## Aim of the exercise
Your answer should consist of every line in the records that holds "logs".
START Provided material
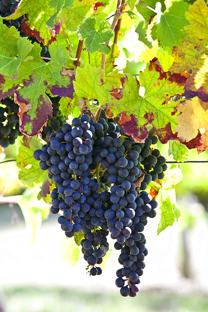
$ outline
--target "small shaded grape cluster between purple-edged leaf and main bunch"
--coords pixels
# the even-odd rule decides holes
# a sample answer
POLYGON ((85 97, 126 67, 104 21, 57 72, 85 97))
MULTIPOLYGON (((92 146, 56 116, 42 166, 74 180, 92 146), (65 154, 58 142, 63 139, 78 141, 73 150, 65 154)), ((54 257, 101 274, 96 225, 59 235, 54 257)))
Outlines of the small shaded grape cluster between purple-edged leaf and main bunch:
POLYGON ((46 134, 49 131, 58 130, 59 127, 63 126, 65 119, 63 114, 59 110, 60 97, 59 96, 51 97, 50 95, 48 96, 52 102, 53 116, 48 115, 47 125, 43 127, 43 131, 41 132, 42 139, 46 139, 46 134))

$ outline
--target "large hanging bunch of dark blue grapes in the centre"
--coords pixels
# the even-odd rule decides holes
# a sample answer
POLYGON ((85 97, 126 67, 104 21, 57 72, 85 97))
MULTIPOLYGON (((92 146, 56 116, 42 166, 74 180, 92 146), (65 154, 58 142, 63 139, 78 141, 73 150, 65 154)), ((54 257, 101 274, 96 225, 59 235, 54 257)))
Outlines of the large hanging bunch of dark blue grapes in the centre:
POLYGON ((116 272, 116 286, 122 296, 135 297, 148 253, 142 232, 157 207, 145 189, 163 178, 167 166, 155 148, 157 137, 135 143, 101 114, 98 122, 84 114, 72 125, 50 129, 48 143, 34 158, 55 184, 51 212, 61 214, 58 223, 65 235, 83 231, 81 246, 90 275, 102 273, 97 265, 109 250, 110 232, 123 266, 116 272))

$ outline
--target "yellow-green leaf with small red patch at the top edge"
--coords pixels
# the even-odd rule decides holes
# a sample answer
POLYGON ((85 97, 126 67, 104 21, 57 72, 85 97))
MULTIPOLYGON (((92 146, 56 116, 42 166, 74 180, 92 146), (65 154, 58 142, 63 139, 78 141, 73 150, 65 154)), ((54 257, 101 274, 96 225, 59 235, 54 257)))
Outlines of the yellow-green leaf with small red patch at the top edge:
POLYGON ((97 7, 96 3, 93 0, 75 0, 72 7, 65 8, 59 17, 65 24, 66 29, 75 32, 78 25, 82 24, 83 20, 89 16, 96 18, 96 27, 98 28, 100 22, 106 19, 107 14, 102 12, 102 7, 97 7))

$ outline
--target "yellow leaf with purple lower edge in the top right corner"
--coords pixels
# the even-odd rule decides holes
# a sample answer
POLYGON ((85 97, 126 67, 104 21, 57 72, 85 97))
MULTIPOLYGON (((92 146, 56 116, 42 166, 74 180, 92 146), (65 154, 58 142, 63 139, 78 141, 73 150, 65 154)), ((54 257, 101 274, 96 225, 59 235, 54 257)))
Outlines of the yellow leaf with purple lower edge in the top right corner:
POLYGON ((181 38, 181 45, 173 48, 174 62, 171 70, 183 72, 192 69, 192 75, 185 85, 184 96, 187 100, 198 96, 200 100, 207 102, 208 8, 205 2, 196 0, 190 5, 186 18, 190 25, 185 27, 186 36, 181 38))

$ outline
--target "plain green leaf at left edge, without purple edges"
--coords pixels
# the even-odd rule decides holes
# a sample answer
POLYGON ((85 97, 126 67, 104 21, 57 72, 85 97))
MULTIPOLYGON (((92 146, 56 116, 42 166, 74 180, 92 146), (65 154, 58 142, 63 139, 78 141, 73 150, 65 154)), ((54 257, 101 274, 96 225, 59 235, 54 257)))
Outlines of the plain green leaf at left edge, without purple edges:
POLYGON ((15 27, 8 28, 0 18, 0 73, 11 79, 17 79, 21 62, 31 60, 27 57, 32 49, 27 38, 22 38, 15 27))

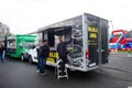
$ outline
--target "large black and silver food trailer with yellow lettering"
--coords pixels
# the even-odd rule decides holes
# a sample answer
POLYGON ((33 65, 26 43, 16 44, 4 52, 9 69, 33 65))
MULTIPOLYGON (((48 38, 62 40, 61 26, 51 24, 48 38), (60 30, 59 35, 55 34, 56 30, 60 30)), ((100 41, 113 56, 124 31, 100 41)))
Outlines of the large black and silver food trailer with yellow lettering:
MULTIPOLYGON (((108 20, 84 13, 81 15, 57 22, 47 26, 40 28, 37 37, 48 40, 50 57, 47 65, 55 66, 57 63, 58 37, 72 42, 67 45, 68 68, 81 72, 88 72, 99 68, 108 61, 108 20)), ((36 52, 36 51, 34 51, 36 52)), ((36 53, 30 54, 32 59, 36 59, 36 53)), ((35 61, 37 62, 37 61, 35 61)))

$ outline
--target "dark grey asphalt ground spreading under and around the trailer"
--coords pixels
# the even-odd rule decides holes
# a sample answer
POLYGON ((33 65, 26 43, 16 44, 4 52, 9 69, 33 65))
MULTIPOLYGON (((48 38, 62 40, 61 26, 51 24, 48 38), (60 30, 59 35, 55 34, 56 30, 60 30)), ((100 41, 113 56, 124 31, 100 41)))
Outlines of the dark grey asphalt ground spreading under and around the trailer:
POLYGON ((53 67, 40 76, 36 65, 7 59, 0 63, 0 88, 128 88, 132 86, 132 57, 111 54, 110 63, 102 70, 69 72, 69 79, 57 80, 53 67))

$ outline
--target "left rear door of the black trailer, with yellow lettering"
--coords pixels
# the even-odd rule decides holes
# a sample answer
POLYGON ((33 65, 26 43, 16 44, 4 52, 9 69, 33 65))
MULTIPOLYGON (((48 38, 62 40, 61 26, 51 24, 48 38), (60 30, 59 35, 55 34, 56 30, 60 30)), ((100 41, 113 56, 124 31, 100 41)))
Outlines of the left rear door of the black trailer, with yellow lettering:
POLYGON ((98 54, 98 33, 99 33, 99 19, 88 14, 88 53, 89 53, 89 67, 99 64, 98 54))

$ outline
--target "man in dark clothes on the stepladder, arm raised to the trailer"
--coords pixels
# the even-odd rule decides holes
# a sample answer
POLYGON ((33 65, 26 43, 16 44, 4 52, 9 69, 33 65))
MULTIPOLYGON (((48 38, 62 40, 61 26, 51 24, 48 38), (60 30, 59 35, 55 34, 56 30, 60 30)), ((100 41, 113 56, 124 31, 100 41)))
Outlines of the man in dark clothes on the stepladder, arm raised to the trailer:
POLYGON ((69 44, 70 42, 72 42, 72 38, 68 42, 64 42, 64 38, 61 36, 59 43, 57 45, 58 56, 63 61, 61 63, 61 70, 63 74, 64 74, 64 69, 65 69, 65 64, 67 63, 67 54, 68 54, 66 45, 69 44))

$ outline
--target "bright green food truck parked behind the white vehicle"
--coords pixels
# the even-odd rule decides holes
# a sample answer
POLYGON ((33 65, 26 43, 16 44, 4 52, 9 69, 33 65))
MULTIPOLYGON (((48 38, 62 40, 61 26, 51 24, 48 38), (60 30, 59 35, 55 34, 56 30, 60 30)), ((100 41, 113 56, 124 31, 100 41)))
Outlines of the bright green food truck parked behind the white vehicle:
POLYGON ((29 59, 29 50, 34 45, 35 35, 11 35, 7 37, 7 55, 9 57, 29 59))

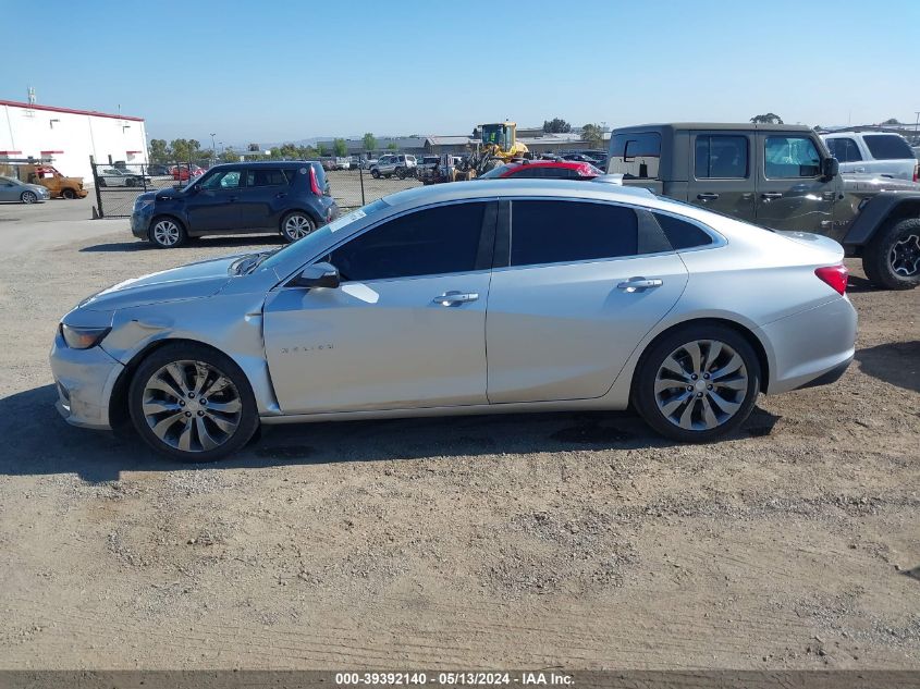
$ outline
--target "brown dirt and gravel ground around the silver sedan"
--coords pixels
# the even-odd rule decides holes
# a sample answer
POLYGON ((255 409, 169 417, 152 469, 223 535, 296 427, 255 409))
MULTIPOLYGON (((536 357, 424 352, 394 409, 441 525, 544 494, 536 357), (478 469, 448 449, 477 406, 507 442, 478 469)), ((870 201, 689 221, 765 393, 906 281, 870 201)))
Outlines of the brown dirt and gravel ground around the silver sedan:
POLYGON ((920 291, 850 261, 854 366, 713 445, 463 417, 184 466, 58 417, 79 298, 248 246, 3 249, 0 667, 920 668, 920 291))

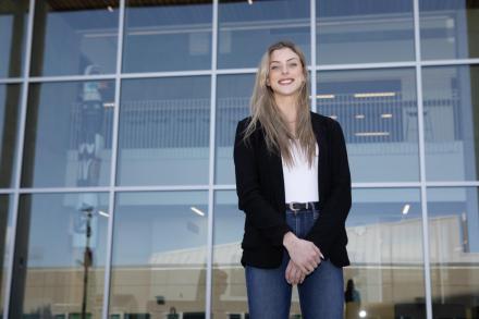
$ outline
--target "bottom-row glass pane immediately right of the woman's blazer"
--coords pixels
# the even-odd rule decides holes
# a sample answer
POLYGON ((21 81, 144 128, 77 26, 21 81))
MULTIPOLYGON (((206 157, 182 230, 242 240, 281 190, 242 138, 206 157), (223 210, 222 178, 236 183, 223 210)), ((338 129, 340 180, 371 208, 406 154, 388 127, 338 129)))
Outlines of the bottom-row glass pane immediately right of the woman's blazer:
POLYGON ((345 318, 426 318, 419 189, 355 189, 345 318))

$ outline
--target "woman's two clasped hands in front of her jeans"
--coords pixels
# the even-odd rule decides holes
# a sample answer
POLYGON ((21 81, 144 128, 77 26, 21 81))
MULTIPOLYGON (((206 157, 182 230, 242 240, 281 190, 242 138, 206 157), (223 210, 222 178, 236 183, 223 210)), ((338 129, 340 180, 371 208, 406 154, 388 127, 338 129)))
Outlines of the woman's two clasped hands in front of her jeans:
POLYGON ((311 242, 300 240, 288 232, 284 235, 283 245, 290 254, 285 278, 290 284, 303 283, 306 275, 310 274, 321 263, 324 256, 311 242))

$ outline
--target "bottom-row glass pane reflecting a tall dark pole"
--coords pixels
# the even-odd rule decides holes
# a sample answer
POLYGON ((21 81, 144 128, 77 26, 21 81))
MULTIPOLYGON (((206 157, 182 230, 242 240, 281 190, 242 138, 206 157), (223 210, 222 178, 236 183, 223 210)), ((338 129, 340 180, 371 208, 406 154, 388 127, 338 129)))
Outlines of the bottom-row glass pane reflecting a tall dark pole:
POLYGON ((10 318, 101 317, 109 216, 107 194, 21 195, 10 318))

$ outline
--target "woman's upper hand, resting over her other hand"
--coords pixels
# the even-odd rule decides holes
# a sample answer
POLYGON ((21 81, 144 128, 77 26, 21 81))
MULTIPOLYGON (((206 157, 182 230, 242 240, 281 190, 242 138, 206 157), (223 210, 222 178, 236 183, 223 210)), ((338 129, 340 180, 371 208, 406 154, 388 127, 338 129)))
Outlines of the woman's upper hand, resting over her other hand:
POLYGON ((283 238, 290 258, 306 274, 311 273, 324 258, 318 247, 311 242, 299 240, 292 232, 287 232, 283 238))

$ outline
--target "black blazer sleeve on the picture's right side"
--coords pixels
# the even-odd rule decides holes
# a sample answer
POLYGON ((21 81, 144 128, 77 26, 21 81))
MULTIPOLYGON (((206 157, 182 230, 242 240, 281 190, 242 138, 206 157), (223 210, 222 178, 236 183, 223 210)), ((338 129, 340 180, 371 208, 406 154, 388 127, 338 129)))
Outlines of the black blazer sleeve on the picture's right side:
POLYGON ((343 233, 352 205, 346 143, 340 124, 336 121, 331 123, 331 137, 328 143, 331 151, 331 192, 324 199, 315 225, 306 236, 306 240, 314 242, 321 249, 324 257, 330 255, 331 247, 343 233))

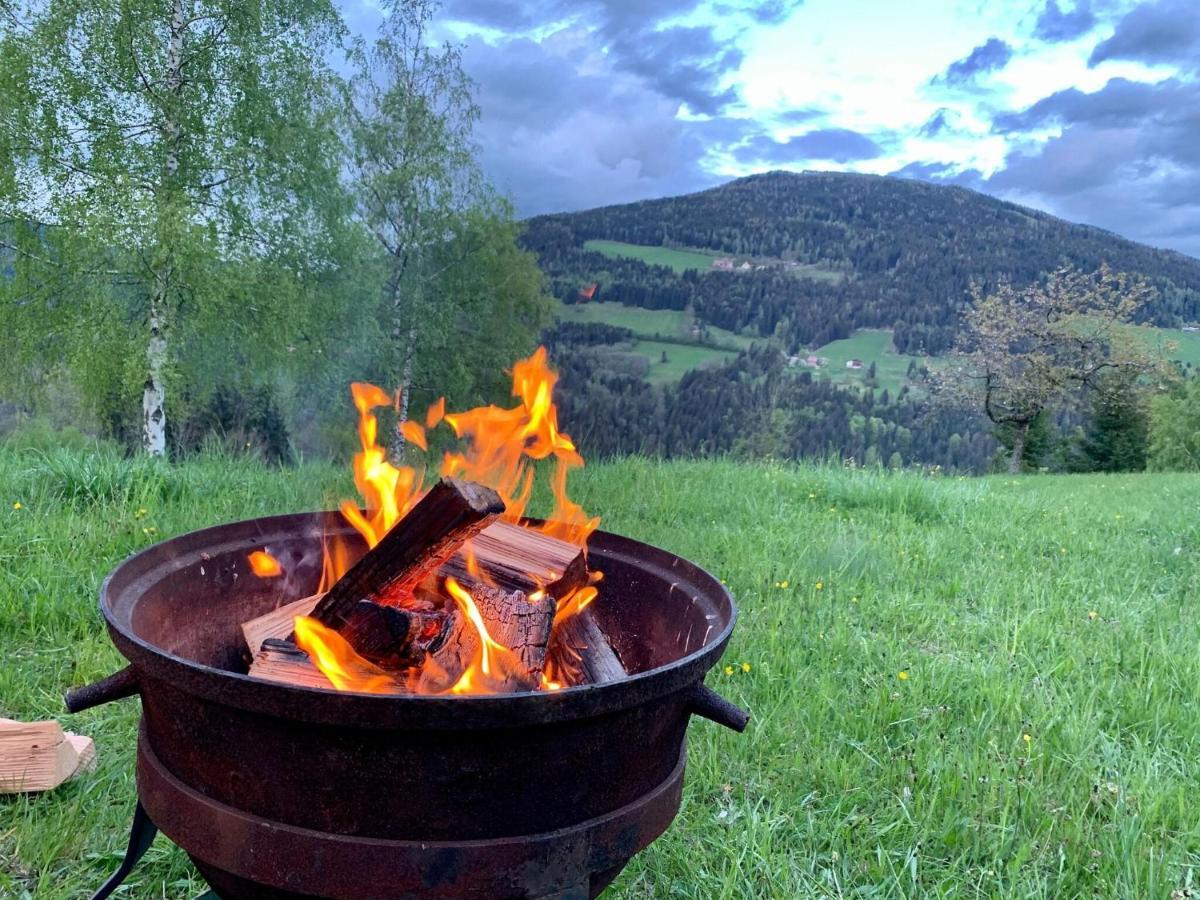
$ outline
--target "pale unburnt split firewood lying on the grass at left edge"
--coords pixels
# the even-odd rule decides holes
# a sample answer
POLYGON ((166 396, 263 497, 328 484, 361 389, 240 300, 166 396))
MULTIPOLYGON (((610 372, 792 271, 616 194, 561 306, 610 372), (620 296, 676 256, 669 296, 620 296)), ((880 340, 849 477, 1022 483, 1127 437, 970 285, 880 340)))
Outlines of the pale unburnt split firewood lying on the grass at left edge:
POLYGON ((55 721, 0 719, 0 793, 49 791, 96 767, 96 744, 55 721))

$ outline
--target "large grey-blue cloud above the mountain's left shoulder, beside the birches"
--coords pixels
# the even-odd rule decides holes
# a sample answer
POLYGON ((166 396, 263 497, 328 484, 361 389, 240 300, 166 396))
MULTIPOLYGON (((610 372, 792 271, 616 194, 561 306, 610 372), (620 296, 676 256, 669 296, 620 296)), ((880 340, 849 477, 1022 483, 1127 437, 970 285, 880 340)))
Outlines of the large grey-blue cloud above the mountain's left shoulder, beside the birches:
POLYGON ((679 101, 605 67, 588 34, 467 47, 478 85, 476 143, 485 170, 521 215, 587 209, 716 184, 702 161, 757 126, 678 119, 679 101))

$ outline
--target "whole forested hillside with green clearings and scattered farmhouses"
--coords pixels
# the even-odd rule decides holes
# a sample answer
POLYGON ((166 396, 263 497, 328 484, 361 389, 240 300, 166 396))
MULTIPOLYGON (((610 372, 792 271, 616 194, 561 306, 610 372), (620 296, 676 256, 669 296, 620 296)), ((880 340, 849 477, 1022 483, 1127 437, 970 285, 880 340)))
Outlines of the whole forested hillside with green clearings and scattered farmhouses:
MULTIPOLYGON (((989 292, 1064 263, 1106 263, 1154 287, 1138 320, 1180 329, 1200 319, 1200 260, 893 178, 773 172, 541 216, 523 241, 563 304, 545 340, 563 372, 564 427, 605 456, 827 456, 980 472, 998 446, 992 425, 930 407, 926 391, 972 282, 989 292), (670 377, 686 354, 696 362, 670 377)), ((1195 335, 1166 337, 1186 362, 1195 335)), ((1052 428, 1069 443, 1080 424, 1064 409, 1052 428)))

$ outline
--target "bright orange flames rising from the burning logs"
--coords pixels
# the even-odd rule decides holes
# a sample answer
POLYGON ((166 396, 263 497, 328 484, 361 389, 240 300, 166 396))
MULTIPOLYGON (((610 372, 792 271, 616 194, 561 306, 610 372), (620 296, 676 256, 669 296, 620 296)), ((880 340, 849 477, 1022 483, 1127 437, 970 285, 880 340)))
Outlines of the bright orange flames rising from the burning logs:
END Provided material
## Answer to the exercise
--target "bright orange flames rising from the burning logs"
Outlines of the bright orange flames rising from the burning logs:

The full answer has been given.